Start of Block

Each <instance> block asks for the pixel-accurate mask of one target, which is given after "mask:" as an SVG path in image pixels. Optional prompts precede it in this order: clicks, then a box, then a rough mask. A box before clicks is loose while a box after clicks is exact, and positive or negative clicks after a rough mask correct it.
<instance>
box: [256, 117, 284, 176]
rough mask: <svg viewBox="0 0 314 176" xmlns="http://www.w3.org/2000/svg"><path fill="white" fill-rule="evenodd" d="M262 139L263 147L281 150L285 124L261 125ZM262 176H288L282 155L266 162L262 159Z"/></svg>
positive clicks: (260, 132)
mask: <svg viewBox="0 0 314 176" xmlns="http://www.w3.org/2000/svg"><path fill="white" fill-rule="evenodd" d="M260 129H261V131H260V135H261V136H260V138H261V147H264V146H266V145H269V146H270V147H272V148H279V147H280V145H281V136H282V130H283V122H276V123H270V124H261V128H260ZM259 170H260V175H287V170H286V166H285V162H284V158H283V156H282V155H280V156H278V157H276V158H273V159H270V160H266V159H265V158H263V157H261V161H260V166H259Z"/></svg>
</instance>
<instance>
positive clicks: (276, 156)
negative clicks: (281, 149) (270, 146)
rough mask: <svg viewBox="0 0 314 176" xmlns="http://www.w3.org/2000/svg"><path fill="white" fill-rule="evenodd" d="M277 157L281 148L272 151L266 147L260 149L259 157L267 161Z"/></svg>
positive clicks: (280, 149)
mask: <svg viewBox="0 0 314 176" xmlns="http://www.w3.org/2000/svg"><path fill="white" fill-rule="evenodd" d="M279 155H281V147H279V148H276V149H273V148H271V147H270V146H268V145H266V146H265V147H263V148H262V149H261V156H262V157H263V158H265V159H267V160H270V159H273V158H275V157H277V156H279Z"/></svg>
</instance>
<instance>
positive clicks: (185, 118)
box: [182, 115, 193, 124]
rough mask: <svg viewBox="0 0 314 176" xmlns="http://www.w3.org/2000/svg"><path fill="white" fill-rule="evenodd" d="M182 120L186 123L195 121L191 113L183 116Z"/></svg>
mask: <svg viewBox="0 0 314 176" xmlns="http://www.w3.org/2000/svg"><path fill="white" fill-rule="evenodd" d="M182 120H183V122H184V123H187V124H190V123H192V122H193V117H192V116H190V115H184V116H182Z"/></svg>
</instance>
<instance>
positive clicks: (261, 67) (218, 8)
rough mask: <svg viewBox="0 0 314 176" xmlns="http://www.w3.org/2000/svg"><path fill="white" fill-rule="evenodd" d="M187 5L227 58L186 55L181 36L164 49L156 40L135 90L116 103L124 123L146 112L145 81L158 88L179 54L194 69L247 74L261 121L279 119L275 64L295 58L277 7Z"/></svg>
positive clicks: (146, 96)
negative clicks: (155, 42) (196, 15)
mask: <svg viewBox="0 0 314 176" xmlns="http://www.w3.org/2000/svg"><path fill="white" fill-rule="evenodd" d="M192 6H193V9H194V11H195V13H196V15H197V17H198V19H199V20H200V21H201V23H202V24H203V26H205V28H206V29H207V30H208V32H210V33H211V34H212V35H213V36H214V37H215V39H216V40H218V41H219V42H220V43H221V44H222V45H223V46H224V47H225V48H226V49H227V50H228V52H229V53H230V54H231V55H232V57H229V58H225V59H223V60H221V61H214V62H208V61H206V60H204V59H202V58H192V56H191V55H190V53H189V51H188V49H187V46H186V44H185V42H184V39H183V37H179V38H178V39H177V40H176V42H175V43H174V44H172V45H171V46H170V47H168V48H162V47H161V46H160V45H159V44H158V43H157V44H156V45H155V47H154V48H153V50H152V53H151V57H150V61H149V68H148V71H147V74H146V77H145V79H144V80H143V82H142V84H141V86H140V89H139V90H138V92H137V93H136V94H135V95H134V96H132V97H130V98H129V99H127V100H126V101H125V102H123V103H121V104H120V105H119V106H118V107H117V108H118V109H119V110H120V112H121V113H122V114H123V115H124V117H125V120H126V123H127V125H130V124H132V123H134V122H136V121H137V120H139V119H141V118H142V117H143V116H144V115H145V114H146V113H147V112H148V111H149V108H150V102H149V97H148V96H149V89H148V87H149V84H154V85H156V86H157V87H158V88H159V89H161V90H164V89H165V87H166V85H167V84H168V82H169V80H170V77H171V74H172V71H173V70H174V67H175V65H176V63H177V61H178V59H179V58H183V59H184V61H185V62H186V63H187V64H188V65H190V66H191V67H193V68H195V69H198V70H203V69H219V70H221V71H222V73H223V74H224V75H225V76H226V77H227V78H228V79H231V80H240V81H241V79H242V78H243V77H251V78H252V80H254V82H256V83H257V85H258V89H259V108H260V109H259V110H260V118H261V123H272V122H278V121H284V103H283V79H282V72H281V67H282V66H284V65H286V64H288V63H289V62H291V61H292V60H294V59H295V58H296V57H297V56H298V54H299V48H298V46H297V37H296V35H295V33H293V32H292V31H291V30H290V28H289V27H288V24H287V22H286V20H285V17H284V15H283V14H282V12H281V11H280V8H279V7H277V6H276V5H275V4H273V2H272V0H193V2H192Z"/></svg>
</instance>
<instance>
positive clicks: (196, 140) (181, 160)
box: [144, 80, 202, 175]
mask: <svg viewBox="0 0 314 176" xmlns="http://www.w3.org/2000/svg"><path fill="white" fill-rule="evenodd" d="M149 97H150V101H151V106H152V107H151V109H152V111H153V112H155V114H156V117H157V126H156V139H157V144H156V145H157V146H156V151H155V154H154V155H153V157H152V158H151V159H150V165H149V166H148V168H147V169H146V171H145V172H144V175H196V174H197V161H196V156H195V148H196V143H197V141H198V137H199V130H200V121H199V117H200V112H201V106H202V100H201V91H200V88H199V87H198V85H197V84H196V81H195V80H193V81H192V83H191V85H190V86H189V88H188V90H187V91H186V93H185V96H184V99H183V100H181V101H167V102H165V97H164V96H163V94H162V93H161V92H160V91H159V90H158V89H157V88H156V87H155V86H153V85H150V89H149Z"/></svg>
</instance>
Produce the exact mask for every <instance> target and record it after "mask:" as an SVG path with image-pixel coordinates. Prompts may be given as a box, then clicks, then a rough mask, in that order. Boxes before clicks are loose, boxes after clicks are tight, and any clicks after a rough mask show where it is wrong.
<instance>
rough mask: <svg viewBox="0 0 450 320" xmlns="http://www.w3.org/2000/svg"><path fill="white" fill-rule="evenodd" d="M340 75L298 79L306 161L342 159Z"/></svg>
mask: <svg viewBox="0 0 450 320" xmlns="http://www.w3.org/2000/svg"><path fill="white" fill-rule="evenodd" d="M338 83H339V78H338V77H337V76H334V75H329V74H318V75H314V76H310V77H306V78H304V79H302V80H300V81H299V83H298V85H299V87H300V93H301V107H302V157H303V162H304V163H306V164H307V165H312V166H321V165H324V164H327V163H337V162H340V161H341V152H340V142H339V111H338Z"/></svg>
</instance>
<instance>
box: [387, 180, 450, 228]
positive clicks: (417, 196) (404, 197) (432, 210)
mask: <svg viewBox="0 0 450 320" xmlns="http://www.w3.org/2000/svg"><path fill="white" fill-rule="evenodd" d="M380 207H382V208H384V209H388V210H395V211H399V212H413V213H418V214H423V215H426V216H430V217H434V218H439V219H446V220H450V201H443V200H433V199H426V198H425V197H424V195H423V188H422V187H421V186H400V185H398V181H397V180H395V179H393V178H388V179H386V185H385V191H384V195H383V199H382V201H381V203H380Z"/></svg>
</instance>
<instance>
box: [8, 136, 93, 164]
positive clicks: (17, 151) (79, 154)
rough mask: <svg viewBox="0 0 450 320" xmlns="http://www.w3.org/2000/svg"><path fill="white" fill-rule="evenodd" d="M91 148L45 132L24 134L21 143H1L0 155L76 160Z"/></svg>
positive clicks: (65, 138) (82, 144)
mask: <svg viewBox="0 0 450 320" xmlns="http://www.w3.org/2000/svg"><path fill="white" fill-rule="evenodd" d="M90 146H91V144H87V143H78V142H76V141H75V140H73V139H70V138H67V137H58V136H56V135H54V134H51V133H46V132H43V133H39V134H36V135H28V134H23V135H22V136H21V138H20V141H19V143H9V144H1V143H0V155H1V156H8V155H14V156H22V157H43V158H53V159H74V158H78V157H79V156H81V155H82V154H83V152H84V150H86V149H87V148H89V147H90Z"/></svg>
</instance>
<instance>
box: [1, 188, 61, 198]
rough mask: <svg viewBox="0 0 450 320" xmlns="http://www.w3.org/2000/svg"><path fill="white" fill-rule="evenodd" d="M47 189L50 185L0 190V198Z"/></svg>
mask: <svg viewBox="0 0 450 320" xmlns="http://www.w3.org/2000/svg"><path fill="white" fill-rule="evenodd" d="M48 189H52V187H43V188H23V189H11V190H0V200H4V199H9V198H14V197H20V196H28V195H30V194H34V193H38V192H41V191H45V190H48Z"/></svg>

End of Block
Start of Block

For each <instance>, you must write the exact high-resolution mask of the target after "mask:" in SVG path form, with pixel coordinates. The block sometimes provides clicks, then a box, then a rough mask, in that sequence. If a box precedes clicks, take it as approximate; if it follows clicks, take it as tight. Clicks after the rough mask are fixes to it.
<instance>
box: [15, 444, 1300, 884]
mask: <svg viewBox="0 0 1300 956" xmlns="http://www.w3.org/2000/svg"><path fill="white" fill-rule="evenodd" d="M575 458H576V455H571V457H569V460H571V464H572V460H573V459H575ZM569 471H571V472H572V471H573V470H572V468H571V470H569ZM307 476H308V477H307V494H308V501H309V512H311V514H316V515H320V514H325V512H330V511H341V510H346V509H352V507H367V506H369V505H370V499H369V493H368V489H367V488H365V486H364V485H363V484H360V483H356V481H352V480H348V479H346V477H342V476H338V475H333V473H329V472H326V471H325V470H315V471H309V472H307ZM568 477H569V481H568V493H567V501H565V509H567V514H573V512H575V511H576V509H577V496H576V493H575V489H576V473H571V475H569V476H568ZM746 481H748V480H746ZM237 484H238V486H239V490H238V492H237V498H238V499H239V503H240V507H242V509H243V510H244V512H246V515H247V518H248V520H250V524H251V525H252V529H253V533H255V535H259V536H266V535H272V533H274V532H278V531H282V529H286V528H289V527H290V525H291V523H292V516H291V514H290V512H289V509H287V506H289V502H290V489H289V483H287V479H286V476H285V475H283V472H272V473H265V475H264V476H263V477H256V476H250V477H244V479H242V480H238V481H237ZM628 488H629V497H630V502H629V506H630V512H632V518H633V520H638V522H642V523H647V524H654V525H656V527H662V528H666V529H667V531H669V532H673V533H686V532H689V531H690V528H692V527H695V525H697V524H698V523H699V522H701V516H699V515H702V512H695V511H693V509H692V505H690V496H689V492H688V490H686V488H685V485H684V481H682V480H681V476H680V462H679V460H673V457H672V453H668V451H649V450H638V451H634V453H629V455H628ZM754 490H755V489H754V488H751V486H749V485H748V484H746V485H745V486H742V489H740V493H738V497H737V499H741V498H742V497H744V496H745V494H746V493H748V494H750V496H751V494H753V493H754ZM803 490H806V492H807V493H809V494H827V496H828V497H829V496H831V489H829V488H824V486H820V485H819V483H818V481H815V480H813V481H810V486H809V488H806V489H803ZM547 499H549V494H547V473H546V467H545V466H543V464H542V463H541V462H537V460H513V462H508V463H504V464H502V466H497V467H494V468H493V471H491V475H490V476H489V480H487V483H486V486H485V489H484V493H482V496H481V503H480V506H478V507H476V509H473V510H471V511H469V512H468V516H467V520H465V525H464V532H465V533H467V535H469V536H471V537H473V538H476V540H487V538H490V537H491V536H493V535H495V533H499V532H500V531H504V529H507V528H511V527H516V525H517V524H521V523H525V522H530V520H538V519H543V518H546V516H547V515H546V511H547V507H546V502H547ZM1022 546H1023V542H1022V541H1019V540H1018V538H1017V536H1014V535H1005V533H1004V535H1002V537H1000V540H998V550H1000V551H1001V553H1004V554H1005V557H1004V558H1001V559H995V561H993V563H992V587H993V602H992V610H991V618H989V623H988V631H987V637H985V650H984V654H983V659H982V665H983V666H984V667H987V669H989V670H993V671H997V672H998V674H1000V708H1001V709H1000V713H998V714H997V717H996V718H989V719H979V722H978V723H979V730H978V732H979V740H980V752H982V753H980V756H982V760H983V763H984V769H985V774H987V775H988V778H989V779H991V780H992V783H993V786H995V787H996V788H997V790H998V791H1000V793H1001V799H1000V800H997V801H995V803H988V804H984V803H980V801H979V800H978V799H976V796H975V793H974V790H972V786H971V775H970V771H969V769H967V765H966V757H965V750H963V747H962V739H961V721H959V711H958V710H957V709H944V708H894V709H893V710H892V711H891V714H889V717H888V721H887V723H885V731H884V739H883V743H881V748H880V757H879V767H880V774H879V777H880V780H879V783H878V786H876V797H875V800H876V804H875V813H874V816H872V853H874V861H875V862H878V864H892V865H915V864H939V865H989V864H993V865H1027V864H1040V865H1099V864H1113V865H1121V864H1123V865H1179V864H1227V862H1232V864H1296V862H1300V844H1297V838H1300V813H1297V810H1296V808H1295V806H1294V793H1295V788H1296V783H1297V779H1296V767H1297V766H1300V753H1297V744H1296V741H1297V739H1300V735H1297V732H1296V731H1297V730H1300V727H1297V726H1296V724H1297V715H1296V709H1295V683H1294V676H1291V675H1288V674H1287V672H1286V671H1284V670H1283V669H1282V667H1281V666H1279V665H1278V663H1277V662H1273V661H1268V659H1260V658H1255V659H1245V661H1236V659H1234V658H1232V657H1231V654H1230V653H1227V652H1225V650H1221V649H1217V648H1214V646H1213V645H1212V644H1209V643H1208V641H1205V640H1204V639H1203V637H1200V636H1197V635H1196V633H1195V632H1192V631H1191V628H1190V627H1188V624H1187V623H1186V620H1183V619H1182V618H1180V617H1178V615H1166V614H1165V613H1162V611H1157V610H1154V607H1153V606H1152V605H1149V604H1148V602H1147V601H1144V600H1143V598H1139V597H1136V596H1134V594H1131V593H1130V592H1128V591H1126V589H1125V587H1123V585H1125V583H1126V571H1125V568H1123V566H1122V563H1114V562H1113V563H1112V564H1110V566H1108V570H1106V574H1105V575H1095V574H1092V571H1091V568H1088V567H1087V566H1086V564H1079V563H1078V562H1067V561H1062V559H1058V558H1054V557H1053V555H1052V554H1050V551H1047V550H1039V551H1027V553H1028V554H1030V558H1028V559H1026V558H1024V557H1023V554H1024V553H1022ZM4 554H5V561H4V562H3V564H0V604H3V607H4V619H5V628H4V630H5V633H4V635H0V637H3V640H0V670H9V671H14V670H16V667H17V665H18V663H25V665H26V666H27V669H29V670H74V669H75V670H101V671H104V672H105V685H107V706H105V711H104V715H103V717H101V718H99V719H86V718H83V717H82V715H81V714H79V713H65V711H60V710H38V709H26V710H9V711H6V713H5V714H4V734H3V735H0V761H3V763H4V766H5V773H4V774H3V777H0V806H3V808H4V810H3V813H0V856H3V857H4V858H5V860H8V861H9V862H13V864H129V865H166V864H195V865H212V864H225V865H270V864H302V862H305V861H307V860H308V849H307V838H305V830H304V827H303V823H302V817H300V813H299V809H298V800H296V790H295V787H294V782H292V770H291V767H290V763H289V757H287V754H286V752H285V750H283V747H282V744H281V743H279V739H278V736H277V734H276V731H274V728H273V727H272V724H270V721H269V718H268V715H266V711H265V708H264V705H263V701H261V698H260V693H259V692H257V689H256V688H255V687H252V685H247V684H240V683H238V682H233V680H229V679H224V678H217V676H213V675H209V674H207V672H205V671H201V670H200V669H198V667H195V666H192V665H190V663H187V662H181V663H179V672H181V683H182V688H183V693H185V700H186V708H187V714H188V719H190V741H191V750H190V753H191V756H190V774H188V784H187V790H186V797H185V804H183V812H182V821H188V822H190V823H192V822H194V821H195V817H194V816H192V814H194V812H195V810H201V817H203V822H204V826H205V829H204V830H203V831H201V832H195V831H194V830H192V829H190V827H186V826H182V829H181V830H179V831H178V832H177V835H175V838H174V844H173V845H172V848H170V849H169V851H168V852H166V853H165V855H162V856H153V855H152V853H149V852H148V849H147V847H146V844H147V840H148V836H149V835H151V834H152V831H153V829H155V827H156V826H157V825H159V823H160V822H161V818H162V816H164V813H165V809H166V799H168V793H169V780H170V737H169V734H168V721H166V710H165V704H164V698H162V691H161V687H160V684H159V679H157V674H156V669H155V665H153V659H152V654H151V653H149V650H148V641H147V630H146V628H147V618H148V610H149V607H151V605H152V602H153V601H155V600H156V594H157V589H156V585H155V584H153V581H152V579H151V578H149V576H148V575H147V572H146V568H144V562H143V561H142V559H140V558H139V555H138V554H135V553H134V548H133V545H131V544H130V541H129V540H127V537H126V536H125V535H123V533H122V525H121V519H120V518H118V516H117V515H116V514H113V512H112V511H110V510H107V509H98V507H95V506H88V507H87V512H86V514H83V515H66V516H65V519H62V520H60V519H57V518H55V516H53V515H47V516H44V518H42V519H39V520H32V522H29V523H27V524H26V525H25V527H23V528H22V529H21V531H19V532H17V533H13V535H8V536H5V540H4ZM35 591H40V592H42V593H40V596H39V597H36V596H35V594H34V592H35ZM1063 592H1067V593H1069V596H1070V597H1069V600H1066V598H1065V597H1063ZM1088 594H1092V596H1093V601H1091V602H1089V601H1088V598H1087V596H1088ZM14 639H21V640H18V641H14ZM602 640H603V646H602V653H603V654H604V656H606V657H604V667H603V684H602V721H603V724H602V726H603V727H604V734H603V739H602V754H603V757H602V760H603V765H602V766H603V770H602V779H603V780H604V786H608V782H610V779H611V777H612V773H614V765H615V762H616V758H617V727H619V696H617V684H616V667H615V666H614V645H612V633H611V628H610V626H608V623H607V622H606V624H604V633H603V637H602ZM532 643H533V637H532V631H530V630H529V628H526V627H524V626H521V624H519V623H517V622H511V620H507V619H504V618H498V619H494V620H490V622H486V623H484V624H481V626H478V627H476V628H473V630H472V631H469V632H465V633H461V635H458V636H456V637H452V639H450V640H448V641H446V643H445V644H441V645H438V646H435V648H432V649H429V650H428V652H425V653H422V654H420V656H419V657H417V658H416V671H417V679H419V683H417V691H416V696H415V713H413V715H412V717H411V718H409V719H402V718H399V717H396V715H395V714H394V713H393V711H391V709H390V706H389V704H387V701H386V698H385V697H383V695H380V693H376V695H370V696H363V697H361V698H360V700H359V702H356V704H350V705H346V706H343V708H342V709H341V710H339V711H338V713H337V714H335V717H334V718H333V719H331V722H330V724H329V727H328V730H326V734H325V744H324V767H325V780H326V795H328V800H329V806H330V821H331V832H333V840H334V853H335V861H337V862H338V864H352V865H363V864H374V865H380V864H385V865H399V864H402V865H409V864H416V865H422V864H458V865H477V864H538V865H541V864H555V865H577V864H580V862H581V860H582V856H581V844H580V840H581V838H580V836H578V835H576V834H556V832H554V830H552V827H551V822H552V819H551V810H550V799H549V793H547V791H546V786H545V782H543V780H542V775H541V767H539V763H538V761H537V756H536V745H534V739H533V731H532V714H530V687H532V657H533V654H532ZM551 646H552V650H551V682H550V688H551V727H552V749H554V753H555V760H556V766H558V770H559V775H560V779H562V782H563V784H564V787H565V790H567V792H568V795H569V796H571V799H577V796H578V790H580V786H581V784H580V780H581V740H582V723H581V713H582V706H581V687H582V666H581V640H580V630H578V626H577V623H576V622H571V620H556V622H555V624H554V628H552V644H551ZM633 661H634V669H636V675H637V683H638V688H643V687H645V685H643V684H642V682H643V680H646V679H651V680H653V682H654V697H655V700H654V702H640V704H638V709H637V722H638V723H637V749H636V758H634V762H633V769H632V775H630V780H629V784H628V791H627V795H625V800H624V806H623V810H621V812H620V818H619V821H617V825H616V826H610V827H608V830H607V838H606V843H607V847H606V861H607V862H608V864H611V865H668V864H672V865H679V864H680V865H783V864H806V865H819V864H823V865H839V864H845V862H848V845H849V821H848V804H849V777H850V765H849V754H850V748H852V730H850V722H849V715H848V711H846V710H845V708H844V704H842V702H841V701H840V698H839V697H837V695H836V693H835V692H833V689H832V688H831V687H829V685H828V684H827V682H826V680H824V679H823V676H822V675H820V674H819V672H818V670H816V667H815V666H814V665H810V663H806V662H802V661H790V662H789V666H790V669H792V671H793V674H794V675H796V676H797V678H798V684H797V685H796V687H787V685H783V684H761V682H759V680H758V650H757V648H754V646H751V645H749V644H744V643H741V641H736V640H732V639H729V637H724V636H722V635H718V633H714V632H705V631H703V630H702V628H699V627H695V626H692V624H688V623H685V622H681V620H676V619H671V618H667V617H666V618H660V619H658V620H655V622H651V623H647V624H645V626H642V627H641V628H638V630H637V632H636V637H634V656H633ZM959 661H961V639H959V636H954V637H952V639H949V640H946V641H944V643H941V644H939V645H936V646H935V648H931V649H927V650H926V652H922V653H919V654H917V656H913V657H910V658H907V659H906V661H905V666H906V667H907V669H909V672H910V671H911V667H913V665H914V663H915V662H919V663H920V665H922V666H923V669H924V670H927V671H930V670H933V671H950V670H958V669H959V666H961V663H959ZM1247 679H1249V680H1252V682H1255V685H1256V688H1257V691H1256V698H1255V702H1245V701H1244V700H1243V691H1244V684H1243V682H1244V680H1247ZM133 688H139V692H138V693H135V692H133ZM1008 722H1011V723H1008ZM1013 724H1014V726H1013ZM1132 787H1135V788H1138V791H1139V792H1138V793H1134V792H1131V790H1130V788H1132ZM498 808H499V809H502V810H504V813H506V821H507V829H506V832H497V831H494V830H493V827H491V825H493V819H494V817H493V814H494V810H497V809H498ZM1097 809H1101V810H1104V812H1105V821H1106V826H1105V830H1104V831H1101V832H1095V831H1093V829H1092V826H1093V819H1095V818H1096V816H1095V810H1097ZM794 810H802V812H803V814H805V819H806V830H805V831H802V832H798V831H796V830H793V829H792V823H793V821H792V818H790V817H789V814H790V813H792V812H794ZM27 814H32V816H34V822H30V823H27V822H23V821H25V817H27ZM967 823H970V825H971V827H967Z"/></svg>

End of Block

[ACTION ITEM]
Find every line above where the word "before" occurs, and copy that line.

[PROBLEM SOLUTION]
Each <instance> block asks for the pixel-accurate mask of one target, which is given after "mask:" as an SVG path in image pixels. Optional prompts precede it in this order: clicks, then a box, then a rough mask. A box before clicks is loose while a box after clicks is exact, and positive or negative clicks after a rough mask correct it.
Produce the exact mask for every <instance> target and record it after "mask:" as an SVG path with image-pixel coordinates. Prompts may be given as a box, then clicks, then a rough mask, in that order. Boxes before clicks are loose, boxes after clicks are tight, and any clicks after a rough mask show where it is wrong.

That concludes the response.